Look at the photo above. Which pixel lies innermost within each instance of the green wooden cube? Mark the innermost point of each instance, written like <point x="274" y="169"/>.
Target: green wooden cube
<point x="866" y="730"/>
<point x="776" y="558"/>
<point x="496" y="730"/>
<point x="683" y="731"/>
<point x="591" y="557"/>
-=-=-
PROBLEM:
Copy each row above word for word, with no changes.

RESULT FOR THIS EXERCISE:
Look at the photo above. Which pixel lies innermost within each instance of the green wooden cube? Mark the innermost point of each instance, written like <point x="274" y="169"/>.
Target: green wooden cube
<point x="866" y="730"/>
<point x="776" y="558"/>
<point x="496" y="730"/>
<point x="683" y="731"/>
<point x="591" y="557"/>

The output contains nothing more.